--- Start ---

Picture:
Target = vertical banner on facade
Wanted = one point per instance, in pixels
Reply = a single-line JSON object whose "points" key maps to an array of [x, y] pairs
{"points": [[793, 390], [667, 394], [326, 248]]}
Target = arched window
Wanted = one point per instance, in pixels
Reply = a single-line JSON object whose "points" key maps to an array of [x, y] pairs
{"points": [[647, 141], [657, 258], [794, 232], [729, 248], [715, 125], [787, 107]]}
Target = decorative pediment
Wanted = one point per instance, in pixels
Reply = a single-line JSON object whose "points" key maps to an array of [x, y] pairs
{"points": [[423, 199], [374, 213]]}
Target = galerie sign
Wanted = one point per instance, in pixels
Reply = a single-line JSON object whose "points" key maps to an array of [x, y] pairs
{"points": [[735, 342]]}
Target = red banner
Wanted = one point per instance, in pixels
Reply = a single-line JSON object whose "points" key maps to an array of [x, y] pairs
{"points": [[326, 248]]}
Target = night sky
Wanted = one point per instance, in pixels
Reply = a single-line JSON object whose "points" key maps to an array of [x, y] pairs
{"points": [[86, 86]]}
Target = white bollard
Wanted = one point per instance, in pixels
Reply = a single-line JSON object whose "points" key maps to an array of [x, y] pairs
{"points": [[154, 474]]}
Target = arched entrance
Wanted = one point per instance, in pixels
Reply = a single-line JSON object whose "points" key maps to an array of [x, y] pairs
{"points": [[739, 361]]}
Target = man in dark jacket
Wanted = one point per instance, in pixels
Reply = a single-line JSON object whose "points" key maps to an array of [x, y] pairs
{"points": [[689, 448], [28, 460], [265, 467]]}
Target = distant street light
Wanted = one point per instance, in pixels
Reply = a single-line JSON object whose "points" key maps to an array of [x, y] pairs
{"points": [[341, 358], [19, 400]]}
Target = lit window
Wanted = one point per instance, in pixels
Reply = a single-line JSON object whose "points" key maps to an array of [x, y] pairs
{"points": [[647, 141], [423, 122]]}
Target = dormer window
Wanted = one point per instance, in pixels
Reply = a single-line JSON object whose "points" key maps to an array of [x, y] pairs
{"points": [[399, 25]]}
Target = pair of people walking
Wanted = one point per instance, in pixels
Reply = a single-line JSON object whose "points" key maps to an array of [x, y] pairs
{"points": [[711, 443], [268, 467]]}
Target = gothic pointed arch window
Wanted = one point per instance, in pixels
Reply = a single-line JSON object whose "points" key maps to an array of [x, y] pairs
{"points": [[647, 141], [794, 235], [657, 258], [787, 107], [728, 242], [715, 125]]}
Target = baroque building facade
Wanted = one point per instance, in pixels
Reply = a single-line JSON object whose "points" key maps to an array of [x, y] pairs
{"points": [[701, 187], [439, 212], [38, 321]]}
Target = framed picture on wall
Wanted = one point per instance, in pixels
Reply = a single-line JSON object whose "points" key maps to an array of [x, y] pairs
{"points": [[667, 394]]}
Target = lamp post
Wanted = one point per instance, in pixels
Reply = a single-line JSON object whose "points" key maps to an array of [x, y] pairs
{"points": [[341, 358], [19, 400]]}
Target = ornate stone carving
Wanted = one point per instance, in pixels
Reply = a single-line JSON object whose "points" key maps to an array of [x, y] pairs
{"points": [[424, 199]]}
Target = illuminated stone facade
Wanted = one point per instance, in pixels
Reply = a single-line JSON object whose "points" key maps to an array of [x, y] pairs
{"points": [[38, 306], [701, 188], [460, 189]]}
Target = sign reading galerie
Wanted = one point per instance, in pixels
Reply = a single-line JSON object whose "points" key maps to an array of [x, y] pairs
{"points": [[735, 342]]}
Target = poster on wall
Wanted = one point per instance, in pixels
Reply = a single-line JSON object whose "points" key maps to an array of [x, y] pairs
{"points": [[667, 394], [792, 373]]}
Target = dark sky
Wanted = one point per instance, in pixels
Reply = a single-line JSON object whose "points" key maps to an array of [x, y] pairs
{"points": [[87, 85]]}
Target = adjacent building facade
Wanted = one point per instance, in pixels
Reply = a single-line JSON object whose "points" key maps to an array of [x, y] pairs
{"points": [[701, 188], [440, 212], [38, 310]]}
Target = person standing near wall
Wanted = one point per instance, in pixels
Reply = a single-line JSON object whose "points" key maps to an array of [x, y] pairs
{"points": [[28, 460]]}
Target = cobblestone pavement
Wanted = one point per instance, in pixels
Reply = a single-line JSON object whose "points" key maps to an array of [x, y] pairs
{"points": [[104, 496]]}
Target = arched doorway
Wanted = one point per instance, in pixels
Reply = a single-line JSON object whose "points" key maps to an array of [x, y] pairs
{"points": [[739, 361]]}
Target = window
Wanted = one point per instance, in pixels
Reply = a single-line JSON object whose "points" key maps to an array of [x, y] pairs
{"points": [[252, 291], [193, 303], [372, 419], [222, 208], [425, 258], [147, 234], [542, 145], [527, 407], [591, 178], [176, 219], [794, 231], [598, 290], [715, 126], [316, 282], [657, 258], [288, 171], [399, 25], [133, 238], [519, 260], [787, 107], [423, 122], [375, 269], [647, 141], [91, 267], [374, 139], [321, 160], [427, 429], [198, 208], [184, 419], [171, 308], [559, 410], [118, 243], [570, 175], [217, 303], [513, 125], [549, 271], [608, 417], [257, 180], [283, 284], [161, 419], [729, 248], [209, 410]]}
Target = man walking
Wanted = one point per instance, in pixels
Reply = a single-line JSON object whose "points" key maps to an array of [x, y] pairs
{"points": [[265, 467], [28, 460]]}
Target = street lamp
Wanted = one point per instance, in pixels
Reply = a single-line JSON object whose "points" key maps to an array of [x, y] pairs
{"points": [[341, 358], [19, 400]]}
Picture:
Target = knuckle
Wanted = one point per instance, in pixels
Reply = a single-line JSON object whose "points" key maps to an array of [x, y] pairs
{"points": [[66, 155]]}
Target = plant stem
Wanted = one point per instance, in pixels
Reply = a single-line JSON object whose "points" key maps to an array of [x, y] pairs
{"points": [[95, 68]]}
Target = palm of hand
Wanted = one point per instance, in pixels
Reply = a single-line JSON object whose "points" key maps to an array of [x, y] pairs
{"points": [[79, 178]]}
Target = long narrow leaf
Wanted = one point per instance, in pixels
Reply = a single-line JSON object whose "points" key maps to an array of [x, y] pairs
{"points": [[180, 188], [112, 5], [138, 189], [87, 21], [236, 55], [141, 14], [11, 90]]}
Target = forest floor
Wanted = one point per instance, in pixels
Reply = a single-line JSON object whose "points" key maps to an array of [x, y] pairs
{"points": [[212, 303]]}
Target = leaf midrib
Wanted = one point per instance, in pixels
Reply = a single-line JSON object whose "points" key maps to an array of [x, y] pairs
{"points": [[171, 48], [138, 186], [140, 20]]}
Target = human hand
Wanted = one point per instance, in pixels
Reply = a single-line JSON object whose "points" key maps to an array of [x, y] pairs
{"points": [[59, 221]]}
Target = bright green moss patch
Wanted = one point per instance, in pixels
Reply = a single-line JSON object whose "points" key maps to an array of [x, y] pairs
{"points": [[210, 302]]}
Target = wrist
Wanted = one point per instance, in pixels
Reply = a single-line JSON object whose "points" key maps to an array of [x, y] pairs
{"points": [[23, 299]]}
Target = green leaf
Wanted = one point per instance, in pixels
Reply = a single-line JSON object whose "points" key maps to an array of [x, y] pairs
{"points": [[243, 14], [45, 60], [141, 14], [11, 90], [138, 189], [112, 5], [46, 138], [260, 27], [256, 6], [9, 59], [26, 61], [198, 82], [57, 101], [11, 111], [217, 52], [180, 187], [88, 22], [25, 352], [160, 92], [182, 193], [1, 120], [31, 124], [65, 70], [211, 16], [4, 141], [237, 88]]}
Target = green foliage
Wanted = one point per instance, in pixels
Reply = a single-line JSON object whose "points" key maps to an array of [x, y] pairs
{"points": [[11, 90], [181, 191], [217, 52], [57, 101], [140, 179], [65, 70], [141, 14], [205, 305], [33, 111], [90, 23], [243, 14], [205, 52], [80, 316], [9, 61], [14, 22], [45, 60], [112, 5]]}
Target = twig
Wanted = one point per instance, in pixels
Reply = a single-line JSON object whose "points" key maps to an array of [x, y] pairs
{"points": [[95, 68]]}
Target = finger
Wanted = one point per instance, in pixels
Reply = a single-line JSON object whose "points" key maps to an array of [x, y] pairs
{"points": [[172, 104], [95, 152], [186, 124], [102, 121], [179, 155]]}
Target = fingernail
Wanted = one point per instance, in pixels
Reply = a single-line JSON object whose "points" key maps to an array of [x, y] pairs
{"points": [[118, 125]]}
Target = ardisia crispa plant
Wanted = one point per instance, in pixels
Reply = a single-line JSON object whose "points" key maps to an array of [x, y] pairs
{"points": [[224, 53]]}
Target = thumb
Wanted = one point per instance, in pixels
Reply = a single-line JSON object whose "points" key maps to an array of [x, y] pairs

--- End ---

Output only the lines running from the line with "Target = green foliage" through the final line of the data, inclusive.

Target = green foliage
Wanted = one point per instance, in pixels
Reply = a single-line JSON object whose "points" key maps to an array of [x, y] pairs
{"points": [[11, 90], [181, 191], [217, 52], [57, 101], [140, 179], [65, 70], [141, 14], [205, 305], [33, 111], [90, 23], [243, 14], [205, 52], [80, 316], [9, 61], [14, 22], [45, 60], [112, 5]]}
Target = twig
Wanted = one point per instance, in pixels
Reply = a single-line JSON object whose "points" key maps to an array of [x, y] pairs
{"points": [[95, 68]]}
Target = finger
Wanted = one point per instance, in pixels
Reply = a single-line JSON object whose "points" key maps to an array of [x, y] pairs
{"points": [[172, 104], [95, 152], [186, 124], [102, 121], [179, 155]]}
Target = fingernail
Wanted = one point per instance, in pixels
Reply = a single-line JSON object whose "points" key maps to an array of [x, y] pairs
{"points": [[118, 125]]}
Target = ardisia crispa plant
Wanted = one point per instance, in pixels
Reply = a single-line JSON object whose "points" key maps to an array of [x, y] pairs
{"points": [[224, 53]]}
Target = thumb
Wanted = one point per instance, in pixels
Reply = a single-line JSON object whose "points" key maps to an array of [x, y] pairs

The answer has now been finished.